» What you are asked to do
Your answer must hold only the lines below from the line containing "<point>39,40</point>" through the line containing "<point>149,101</point>", each reproduced exactly.

Material shown Block Start

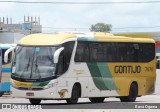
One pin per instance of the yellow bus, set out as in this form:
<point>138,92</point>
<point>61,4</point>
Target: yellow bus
<point>7,54</point>
<point>86,65</point>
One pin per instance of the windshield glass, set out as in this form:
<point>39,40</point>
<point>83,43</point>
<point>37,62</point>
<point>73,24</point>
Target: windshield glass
<point>34,62</point>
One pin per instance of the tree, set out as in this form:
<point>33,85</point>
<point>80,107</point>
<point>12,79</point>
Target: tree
<point>101,27</point>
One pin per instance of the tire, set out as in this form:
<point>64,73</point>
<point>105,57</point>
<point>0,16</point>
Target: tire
<point>35,101</point>
<point>74,96</point>
<point>133,93</point>
<point>97,100</point>
<point>1,94</point>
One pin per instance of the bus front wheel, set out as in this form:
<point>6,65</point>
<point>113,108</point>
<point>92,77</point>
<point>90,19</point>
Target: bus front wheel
<point>96,100</point>
<point>133,93</point>
<point>35,101</point>
<point>74,96</point>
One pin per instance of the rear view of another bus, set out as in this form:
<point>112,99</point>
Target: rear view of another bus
<point>7,51</point>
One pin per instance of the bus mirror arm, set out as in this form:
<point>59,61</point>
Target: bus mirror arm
<point>6,54</point>
<point>57,53</point>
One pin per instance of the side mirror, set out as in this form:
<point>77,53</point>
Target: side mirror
<point>7,53</point>
<point>57,53</point>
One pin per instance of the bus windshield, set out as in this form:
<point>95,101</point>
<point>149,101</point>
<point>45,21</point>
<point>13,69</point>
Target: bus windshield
<point>34,63</point>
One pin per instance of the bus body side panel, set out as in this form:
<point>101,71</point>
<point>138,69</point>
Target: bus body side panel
<point>126,73</point>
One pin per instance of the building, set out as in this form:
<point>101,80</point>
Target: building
<point>11,33</point>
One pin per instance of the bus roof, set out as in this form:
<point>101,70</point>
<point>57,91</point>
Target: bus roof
<point>55,39</point>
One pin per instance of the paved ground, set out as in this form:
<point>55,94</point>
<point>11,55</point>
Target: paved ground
<point>149,102</point>
<point>144,103</point>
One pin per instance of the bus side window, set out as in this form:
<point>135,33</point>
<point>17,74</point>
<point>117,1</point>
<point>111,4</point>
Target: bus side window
<point>65,57</point>
<point>9,56</point>
<point>82,52</point>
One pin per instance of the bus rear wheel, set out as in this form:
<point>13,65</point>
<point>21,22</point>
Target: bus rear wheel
<point>96,100</point>
<point>133,93</point>
<point>74,96</point>
<point>35,101</point>
<point>1,94</point>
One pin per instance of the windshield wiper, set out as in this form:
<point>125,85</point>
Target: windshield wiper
<point>37,69</point>
<point>26,68</point>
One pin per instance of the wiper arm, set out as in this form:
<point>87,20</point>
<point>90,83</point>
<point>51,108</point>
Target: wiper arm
<point>36,64</point>
<point>28,64</point>
<point>26,68</point>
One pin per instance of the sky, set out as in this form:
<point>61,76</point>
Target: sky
<point>133,17</point>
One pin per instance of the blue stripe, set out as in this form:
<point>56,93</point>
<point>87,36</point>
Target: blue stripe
<point>6,69</point>
<point>5,86</point>
<point>4,47</point>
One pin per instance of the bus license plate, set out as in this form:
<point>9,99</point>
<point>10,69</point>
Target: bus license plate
<point>29,94</point>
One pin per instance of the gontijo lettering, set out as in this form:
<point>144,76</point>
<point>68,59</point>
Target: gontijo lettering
<point>127,69</point>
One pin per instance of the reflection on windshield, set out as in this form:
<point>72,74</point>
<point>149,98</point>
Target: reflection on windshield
<point>34,62</point>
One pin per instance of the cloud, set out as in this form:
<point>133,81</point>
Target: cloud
<point>82,16</point>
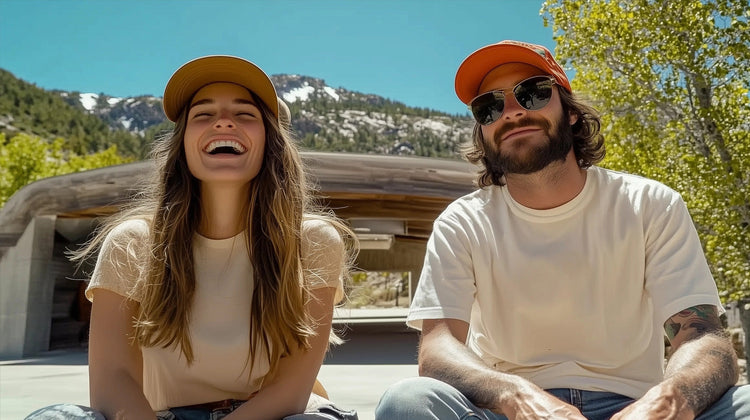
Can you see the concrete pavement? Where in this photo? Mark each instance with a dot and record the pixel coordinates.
(355, 374)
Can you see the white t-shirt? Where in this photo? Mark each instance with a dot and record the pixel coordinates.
(571, 297)
(220, 318)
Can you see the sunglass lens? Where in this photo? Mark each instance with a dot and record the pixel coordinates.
(533, 94)
(487, 108)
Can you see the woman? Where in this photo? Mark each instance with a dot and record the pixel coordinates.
(214, 296)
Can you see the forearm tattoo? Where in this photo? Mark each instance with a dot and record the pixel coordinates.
(692, 322)
(714, 357)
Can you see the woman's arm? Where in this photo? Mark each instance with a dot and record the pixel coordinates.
(115, 363)
(288, 391)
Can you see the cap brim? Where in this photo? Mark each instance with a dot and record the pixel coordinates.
(477, 65)
(202, 71)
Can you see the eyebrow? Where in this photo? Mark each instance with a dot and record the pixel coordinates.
(235, 101)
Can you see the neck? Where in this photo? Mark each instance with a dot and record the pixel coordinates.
(222, 210)
(551, 187)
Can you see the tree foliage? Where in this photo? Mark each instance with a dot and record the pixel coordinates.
(25, 159)
(671, 79)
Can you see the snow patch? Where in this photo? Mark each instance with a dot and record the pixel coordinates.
(431, 125)
(331, 91)
(300, 93)
(126, 122)
(88, 100)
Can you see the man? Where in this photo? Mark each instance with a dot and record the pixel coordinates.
(546, 293)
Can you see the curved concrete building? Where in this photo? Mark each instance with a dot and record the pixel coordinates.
(390, 201)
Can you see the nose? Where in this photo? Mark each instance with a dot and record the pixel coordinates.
(512, 108)
(224, 121)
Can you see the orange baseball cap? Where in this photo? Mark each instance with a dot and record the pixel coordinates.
(478, 64)
(195, 74)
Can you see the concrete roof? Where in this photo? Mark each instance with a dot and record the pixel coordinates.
(344, 179)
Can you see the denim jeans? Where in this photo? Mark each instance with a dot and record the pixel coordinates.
(429, 399)
(77, 412)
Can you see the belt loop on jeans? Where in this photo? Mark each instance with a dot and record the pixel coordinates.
(215, 405)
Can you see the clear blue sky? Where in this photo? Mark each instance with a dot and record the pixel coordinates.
(405, 50)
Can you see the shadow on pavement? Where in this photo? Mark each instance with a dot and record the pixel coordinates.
(375, 344)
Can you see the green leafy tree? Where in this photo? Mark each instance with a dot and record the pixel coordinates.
(671, 80)
(25, 159)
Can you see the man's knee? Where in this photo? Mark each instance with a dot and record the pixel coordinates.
(422, 398)
(65, 411)
(734, 404)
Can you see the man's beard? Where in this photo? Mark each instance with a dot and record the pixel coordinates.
(538, 157)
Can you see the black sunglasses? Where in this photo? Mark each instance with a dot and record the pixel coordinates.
(532, 94)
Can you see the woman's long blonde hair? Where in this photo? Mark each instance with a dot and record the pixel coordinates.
(280, 197)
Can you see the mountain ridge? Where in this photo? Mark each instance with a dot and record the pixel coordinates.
(323, 118)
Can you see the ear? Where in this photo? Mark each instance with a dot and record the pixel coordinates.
(572, 118)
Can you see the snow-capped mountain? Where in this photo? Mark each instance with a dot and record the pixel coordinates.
(323, 118)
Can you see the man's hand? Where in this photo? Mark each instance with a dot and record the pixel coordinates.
(662, 402)
(533, 403)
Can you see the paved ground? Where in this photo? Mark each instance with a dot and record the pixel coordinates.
(355, 374)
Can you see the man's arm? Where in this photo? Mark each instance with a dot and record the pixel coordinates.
(444, 356)
(702, 367)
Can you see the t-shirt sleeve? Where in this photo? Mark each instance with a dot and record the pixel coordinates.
(121, 260)
(323, 256)
(446, 287)
(677, 274)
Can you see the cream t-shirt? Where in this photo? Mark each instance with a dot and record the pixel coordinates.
(220, 319)
(571, 297)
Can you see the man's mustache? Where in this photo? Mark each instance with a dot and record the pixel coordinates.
(526, 121)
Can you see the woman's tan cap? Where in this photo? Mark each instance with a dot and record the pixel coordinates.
(202, 71)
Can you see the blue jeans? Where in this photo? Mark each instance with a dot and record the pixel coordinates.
(77, 412)
(429, 399)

Material shown Block End

» Response area
<point>39,40</point>
<point>83,43</point>
<point>37,62</point>
<point>73,24</point>
Target: windshield glass
<point>34,62</point>
One pin per instance of the tree, set out as in this form:
<point>33,85</point>
<point>80,107</point>
<point>12,79</point>
Target: tree
<point>101,27</point>
One pin per instance of the tire, set out as in this form:
<point>64,73</point>
<point>105,57</point>
<point>0,16</point>
Target: tire
<point>35,101</point>
<point>74,96</point>
<point>133,93</point>
<point>97,100</point>
<point>1,94</point>
One pin per instance of the bus front wheel, set out as in this form:
<point>6,65</point>
<point>113,108</point>
<point>92,77</point>
<point>90,19</point>
Target: bus front wheel
<point>96,100</point>
<point>133,93</point>
<point>35,101</point>
<point>74,96</point>
One pin per instance of the rear view of another bus, set out as in this form:
<point>112,99</point>
Target: rear view of another bus
<point>7,51</point>
One pin per instance of the bus mirror arm, set out as in this form:
<point>59,61</point>
Target: bus mirror arm
<point>6,54</point>
<point>57,53</point>
One pin per instance of the side mirror, set out as in this form:
<point>77,53</point>
Target: side mirror
<point>7,53</point>
<point>57,53</point>
One pin per instance of the bus windshield, set out as in this form:
<point>95,101</point>
<point>149,101</point>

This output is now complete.